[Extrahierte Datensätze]
------------------------------

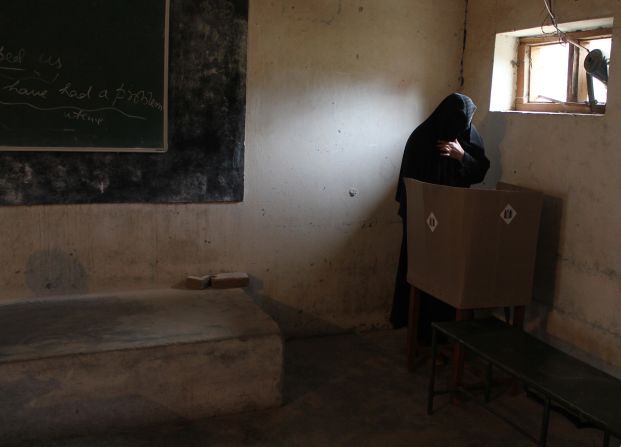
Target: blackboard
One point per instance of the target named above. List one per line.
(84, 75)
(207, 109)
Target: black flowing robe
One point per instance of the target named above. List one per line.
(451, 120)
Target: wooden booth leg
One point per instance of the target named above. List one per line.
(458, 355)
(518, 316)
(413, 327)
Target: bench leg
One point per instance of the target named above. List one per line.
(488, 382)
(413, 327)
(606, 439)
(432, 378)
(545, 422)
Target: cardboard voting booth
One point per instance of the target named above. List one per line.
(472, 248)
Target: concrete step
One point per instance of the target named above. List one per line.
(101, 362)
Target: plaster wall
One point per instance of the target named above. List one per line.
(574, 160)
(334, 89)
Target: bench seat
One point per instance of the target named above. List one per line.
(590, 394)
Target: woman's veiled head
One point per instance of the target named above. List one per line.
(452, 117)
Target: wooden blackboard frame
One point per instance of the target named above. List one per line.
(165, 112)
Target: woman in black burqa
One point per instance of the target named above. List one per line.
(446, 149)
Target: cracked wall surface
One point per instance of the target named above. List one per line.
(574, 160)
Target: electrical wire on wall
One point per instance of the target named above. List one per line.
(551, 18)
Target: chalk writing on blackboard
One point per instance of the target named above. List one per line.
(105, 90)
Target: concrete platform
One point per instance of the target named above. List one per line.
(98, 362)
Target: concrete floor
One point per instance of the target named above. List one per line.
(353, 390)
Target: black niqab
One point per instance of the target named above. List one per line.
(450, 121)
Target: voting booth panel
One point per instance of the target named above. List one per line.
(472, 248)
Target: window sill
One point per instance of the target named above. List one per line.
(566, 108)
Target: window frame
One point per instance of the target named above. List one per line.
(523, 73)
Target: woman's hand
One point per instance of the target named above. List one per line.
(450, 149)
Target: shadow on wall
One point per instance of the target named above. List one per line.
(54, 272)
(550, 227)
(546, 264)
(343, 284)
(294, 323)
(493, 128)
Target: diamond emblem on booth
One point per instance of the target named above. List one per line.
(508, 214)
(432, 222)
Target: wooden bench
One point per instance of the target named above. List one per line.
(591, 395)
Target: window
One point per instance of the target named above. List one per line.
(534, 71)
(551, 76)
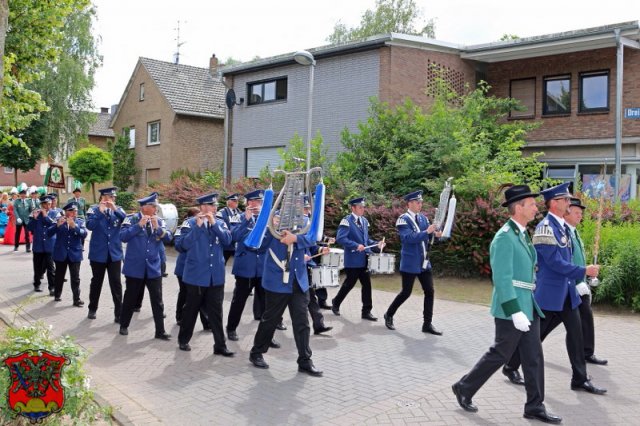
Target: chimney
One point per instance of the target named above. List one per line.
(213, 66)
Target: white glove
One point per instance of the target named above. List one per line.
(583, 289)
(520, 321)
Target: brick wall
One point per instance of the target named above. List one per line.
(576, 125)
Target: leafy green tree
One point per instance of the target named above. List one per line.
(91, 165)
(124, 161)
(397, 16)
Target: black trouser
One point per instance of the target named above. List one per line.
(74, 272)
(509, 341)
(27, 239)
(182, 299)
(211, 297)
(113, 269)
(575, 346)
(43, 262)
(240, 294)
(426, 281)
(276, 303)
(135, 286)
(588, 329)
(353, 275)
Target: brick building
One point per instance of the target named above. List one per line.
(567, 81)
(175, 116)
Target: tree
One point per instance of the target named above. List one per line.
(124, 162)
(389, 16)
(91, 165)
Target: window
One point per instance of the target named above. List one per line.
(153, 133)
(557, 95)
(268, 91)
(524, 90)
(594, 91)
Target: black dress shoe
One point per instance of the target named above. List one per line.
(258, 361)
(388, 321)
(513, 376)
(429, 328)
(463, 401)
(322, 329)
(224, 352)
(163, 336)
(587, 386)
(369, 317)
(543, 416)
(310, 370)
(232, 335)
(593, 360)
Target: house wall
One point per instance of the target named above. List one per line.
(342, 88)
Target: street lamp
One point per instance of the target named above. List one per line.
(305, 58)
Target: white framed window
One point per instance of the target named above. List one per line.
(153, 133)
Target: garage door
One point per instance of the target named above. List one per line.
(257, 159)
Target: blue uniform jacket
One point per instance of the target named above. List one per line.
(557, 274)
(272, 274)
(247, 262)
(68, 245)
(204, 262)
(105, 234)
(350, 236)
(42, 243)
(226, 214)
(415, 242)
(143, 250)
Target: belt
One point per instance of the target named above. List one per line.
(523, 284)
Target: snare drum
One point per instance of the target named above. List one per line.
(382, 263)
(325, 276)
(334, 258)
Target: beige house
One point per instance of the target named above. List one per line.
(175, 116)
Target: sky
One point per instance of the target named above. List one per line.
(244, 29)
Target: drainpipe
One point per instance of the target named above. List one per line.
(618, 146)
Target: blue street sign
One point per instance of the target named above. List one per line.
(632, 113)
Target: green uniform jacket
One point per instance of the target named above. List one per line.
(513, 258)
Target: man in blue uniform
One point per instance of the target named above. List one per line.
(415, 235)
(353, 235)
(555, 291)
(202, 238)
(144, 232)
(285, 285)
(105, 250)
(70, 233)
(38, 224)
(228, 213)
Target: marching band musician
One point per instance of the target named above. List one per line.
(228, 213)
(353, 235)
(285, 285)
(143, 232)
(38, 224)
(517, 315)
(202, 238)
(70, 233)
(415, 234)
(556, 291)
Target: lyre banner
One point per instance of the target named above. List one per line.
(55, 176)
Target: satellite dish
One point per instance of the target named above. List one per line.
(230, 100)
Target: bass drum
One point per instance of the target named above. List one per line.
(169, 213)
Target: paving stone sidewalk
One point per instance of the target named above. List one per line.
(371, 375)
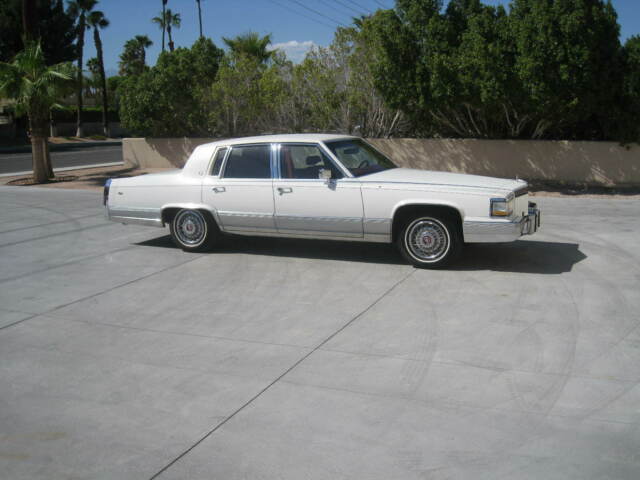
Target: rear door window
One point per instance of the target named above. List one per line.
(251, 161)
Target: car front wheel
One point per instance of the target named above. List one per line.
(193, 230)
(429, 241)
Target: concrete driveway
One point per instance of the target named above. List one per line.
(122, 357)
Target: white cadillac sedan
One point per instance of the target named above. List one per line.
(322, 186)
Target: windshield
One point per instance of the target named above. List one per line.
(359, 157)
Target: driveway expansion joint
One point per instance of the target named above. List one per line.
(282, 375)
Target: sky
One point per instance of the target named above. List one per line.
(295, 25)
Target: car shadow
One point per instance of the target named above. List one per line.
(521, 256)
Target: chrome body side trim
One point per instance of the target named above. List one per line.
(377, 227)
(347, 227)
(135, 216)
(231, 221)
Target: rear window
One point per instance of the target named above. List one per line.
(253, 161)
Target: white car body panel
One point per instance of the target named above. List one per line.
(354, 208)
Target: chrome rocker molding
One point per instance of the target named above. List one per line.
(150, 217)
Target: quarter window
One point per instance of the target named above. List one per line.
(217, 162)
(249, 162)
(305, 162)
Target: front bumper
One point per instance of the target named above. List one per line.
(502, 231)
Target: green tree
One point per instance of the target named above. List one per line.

------------------------------

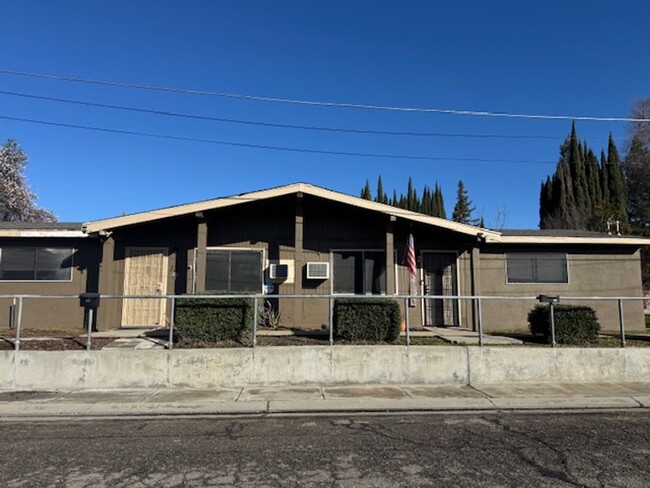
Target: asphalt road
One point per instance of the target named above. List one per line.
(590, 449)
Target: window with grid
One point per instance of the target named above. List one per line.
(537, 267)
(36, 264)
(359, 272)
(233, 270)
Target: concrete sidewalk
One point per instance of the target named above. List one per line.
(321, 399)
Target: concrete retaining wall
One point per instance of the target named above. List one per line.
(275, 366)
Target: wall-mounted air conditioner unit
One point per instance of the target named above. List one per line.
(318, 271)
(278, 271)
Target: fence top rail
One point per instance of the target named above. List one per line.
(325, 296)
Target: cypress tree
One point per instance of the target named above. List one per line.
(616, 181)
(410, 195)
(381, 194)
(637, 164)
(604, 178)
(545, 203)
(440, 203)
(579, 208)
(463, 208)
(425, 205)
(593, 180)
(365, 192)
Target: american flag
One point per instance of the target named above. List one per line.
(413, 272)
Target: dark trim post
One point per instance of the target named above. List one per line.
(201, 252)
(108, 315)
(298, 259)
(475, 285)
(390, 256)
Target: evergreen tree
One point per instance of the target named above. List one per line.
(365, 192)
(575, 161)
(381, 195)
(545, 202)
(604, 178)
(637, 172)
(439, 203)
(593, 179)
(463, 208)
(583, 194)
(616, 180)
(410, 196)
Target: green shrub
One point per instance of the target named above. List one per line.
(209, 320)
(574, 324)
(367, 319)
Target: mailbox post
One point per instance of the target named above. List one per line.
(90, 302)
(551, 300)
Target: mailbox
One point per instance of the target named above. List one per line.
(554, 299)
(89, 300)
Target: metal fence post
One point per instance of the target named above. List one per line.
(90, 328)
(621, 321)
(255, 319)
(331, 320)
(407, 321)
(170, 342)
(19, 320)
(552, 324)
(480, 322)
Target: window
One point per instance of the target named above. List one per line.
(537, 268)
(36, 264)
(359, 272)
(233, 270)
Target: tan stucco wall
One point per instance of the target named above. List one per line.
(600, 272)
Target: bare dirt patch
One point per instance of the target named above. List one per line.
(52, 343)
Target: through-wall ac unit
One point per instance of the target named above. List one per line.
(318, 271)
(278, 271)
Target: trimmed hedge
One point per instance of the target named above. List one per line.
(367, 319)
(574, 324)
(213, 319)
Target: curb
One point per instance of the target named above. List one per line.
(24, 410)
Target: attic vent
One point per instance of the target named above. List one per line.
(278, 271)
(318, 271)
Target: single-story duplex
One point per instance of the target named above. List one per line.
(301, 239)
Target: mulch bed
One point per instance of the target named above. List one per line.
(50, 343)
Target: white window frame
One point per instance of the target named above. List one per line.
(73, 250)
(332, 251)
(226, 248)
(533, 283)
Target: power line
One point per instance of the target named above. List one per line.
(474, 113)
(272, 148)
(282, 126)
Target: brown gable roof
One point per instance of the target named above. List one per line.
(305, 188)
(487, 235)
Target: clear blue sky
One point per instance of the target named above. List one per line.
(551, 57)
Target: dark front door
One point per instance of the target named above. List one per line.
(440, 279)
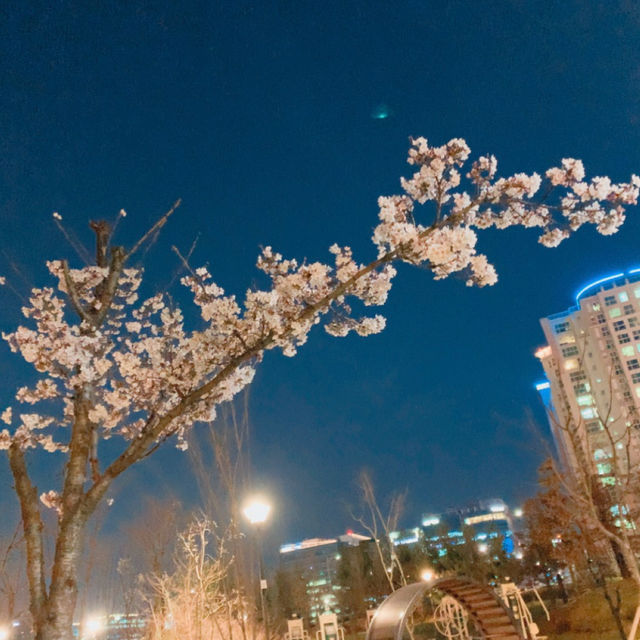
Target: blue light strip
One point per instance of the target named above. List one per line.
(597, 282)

------------------------------

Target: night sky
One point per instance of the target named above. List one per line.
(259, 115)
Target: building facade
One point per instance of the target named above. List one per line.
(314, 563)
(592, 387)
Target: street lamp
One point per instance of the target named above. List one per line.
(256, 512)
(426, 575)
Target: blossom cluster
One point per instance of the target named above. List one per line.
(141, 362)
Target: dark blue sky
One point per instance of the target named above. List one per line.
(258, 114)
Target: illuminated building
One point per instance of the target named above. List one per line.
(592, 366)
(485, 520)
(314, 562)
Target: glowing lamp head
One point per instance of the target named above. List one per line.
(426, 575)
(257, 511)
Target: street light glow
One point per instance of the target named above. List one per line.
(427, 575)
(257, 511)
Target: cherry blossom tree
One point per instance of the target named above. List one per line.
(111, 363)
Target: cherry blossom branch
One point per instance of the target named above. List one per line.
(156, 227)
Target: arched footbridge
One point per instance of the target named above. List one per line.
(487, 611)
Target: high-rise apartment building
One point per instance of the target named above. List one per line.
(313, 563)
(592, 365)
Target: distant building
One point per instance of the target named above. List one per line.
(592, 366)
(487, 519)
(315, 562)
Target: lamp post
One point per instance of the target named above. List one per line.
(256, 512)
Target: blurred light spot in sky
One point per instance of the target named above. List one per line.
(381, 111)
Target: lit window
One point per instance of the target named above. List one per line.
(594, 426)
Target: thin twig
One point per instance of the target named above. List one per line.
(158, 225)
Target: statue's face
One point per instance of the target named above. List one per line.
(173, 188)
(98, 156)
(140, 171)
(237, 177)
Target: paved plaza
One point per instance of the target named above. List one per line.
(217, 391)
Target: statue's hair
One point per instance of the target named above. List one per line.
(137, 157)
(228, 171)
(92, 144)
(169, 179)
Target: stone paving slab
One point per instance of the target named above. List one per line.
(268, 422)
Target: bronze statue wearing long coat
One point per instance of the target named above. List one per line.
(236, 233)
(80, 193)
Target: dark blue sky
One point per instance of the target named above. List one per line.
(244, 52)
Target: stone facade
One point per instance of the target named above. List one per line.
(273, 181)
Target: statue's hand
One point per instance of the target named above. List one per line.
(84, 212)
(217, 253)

------------------------------

→ **AUFGABENSTELLUNG**
Filtere die Daten oben und übernimm jede Zeile, die die Zeichenfolge "paving" enthält, wobei Groß- und Kleinschreibung beachtet wird.

→ **LÖSUNG DER AUFGABE**
Target: paving stone sidewalk
Target: stone paving slab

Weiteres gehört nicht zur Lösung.